Put every line of the entries below into a numbered list, skipping any blank lines. Leave the pictures out of your answer.

Excerpts from a location annotation dataset:
* * * * * * * * *

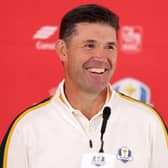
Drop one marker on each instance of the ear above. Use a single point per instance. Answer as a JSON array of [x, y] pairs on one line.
[[61, 49]]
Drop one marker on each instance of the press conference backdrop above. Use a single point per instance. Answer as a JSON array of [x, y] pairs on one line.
[[31, 70]]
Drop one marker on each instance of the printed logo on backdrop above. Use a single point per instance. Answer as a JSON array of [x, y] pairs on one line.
[[131, 39], [43, 39], [133, 88]]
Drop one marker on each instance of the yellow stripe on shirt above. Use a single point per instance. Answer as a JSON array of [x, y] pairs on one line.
[[153, 110]]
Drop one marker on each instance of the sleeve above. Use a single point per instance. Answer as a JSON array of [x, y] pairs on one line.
[[159, 144], [13, 153]]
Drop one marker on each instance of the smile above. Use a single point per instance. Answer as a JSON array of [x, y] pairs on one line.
[[97, 70]]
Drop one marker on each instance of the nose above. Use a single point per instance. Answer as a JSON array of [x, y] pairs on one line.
[[99, 53]]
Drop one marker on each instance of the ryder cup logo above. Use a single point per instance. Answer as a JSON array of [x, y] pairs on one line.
[[131, 39], [124, 154], [98, 160]]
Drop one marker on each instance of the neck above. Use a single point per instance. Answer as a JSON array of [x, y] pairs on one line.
[[88, 103]]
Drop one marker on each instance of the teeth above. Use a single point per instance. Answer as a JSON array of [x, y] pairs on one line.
[[96, 70]]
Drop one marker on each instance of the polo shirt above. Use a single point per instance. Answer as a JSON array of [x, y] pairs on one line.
[[53, 134]]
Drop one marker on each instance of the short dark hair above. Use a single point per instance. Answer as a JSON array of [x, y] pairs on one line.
[[90, 13]]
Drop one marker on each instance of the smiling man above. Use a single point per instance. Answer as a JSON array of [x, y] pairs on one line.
[[86, 123]]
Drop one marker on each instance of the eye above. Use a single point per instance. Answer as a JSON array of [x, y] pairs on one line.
[[89, 45], [110, 47]]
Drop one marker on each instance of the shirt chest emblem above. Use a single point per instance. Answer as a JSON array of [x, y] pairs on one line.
[[124, 154]]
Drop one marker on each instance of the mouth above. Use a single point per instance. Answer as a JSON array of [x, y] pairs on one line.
[[97, 70]]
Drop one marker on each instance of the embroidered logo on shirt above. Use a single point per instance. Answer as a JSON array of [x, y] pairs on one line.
[[124, 154], [98, 160]]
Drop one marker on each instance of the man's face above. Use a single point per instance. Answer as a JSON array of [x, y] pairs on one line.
[[90, 57]]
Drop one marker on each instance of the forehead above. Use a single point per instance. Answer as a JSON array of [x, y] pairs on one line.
[[95, 31]]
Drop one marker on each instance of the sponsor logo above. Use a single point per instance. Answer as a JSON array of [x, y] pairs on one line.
[[124, 154], [98, 160], [131, 39], [42, 38], [133, 88]]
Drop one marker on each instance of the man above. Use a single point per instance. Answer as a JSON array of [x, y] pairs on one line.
[[67, 130]]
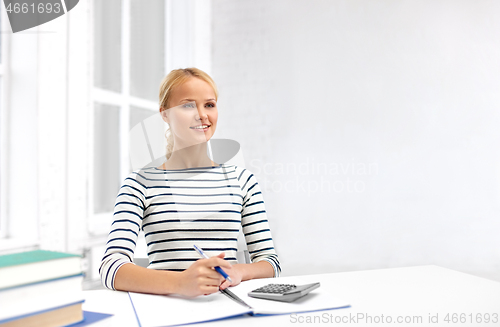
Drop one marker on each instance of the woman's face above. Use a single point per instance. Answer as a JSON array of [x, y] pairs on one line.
[[192, 114]]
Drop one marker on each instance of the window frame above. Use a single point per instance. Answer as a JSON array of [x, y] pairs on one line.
[[98, 223], [4, 126]]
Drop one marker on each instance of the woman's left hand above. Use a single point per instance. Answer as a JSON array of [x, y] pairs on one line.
[[236, 274]]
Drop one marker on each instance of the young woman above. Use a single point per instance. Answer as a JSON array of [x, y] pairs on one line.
[[188, 200]]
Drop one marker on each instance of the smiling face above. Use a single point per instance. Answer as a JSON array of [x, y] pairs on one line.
[[192, 114]]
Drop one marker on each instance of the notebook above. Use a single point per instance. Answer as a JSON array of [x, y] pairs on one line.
[[172, 310]]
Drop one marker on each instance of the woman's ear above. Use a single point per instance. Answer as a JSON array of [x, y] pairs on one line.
[[164, 115]]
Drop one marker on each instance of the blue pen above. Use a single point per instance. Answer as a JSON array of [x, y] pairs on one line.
[[218, 269]]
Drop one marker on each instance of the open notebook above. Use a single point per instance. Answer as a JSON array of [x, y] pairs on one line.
[[158, 310]]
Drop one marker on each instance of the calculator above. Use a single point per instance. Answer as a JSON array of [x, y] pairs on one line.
[[283, 292]]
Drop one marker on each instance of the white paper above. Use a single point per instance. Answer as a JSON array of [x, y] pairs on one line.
[[168, 310]]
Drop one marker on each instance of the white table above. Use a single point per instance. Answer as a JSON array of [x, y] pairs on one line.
[[414, 294]]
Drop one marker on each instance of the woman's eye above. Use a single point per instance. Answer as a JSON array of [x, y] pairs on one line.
[[188, 105]]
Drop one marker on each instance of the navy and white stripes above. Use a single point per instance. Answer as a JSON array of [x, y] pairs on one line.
[[178, 208]]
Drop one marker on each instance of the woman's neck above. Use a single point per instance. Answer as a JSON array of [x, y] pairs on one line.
[[189, 157]]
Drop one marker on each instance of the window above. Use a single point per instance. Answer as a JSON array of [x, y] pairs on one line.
[[128, 65], [3, 128]]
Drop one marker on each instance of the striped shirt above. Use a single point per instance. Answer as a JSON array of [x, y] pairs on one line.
[[206, 206]]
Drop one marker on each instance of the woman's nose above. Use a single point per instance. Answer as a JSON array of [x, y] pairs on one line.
[[201, 113]]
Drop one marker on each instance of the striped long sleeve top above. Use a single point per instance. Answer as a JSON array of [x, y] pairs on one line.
[[206, 206]]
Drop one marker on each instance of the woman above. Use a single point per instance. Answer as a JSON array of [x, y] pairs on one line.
[[188, 200]]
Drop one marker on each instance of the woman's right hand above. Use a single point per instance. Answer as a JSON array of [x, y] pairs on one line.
[[201, 278]]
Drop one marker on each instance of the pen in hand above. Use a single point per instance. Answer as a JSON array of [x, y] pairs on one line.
[[218, 269]]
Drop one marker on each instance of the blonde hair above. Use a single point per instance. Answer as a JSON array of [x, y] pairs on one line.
[[176, 78]]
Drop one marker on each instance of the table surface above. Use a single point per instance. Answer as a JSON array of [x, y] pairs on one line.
[[422, 295]]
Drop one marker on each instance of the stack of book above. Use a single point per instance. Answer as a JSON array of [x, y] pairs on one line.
[[40, 288]]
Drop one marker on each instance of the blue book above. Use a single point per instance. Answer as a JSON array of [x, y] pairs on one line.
[[34, 266]]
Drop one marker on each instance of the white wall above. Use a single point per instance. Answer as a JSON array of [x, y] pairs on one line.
[[398, 100]]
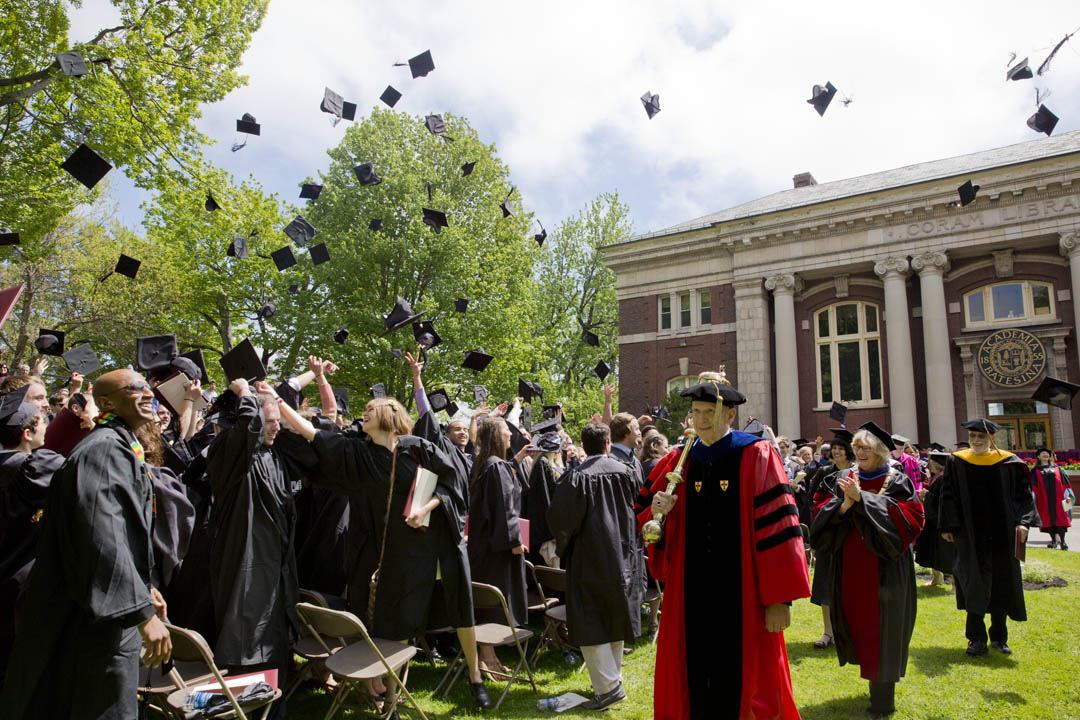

* * * * * * * * *

- Exercise output:
1. Drop one marker on each instance of the ear above. Use a single point per instance. Answer as a JSON array of [x, y] pairs on one line.
2. [[61, 49]]
3. Drop one marker on each instance of the press conference backdrop above. Use a single point per instance. Answer as a JSON array of [x, y] pairs on one line.
4. [[31, 70]]
5. Drop one marker on each instance of the printed logo on backdrop above. Use a single point per instance. Answer as a JSON array of [x, y] pairs on one line.
6. [[131, 39], [43, 39], [133, 88]]
7. Drop one marker on each instance of the yellow stripe on shirt above. Use a single point per instance. Answer as a JSON array of [x, y] pairs on one line.
8. [[153, 110]]
9. Drop one marker on each instance of the sleeve above. Use a single point per instance. Answer as a JSON array of [x, y] pairs on one line.
10. [[159, 144], [13, 153]]
11. Drop one marker on each instance of the smile above. Use a single point per instance. Answer as a JSON array of [x, y] pairs on one line.
12. [[97, 70]]
13. Drop one marker on each instance of the nose above. Use a single point per instance. Answer as a JSON array of [x, y] pairs on one line.
14. [[99, 53]]
15. Drop one marker on each instance of the ryder cup logo above. Use a single point per instance. Answer as a JSON array of [x, y] pairs on one line.
16. [[131, 39], [124, 154], [98, 160]]
17. Drop one marker on each instance of the neck above. Use a single point per instance. Answer as a JSON array of [x, y] pairs on one line.
18. [[88, 103]]
19. Drop one marker on each instance of the teeth above. Use a single point per instance. Answer as a JSON array of [x, y] pairs on one line.
20. [[96, 70]]
21. Drop one marker on each instance of the polo shirt above. Use a single point per instance. Answer as a JSON array of [x, y] pairs on one line.
22. [[53, 134]]
23. Drop one marker on each instance of the short dark hair above. Use a single point per instance. Answer as a JSON array of [x, y] pairs on one line.
24. [[90, 13]]
25. Drop one marker on each instance of the smiling man above. Use a single point per instance. Answer as a JSON array of [x, y] pairs on one line.
26. [[86, 123]]
27. Drop one marker on each instance of the eye above. Use a single point per instance. Answer as a JSON array of [x, y] pairs on one line.
28. [[89, 45], [110, 47]]
29. Drop one marker on each instance of the shirt chest emblem above. Use a single point per instance. Answer as a JSON array of [x, y] pairs on one line.
30. [[124, 154]]
31. Drop one marker on each instance of the mouth above. Use a single point per instance. Answer as a JSON array of [x, y] pairs on one line.
32. [[97, 70]]
33. Drop one marker on each instance of the embroidered logo on shirt above. Use a single point per instance. Answer as a JSON array of [x, y] pairs on one line.
34. [[124, 154], [98, 160]]
35. Drop one marker on each instance of the man's face above. Use a single point per instance. Answer as a JSON array of [x, y] pairs on one line.
36. [[90, 57]]
37. Drop one marker on each instance of the forehead above. Use a single point per instance. Answer as a JSON array of [x, y] pairs on one line.
38. [[95, 31]]
39. Drop one marker on each instance of the sponsor logo above. Use a single point per instance. Answer as a JSON array of [x, y] pairs on one line.
40. [[124, 154], [98, 160], [131, 39], [42, 38], [133, 88]]
41. Drop one marker on each instance of the man above. Use a single point per instance. Answer as a JSON array of [x, y] pairs on one line.
42. [[67, 130]]
43. Drop one marker on each instance of the woman's face above. Use a single point per instance. Answer as a JSON array of [x, y] pairs on one line.
44. [[192, 114]]
45. Drop one marker on each instance of the window frame above. Use a single point per instance. Answer as a JSON array of [x, y] pairs on one line.
46. [[98, 223], [4, 126]]
47. Drop one marker on each instance of the woman's left hand above. Use a single point per instance. Answer as a JSON array of [x, y] pairs on one line.
48. [[236, 274]]
49. Drop one marker on each instance of the young woman above. Use a single point per instance. Answer as a JSON array of [x, y] pairs on one line.
50. [[188, 200]]
51. Drop one marker on each instance of the smiling face above. Use a single point per instance. Answer as a JSON array of [x, y] pairs on one line.
52. [[192, 114]]
53. Drop one marker on each instance of the notebook above. Use a single point per instance. Answer as a JSON array of [x, y] pairs on one line.
54. [[172, 310]]
55. Drop one marker on each instance of the woman's ear above. Use a single point per instance. Answer as a JSON array of [x, y] pairs on one line.
56. [[164, 115]]
57. Drop one marker on each instance of the blue pen above. Use a single point per instance. Answer as a JSON array of [x, y] pairs on one line.
58. [[218, 269]]
59. Drop one marker on each instance of the open notebook above. Use a single point per instance. Answer as a JSON array of [x, y] pairs on one line.
60. [[158, 310]]
61. Drop one marker on each instance of the calculator above. Use a single point per instance. Answer as a JSON array of [x, y] pairs on one line.
62. [[283, 292]]
63. Drop one marker on each instance of the white paper above. Use a single point per instance. Answer as a JSON array of [x, y] pairs on one line.
64. [[168, 310]]
65. Drop one marker on each instance of the white table above. Use a single point per instance. Answer as a JSON array of [x, y] pairs on one line.
66. [[414, 294]]
67. Drop one marker on each instance of the woman's eye above. Use a single point per instance. Answer as a JSON array of [x, y] pairs on one line.
68. [[188, 105]]
69. Drop one marker on each instance of the navy and white stripes above. Use a single point per instance. Answer as a JSON array of [x, y] pairs on one line.
70. [[178, 208]]
71. Drop one marker on each instance of the woman's neck above. Use a single point per instance. Answer as a JSON array of [x, y] pairs on one line.
72. [[189, 157]]
73. Drop one marker on each instance of the window above. Use a single point per instance. Answer as a JSON array of [x, y] pairs on one line.
74. [[128, 65], [3, 128]]
75. Drop one marker on each instance of the striped shirt above. Use a single point per instance. Answer as a JSON array of [x, y] pairs on one line.
76. [[206, 206]]
77. Drop one marker on each instance of the woman's nose above. Use a single point per instance. Answer as a JSON array of [x, y] pairs on one line.
78. [[201, 113]]
79. Drop one marker on each instance of the striped long sleeve top above. Use a single point per instance. Answer as a JSON array of [x, y] pairs on one line.
80. [[206, 206]]
81. Drop one marker on each instance of the woman above. Use a single point per instance. Answer as a JSON array of [x, y] pairs on one line.
82. [[188, 200]]
83. Drop one marker on each instance of the woman's right hand above. Use a single point per instance. Answer as a JSON array of [x, y] pairs on one line.
84. [[201, 278]]
85. Drop one marker on each instance of the pen in hand above. Use a single point per instance. Answer as a JSON array of [x, y] pairs on one line.
86. [[218, 269]]
87. Drop one marker on each instance of the blonde hair above. Use a single point per instance. Answer as a JSON array of [x, y] pairs on one line.
88. [[176, 78]]
89. Drop one marker on each instance of the table surface above. Use a single point per instance. Answer as a JSON array of [x, y] pairs on one line.
90. [[422, 295]]
91. Drop one marker on each instance of the stack of book above. Use a single point per instance. Answer as a JSON array of [x, y] pairs on one line.
92. [[40, 288]]
93. Drop one marker on each instance of the blue book above. Use a single point per instance. Answer as a JSON array of [x, y] pairs on one line.
94. [[34, 266]]
95. Drop one marker on each instance of the white wall above. Use a single point per instance. Answer as a JSON array of [x, y] pairs on one line.
96. [[398, 100]]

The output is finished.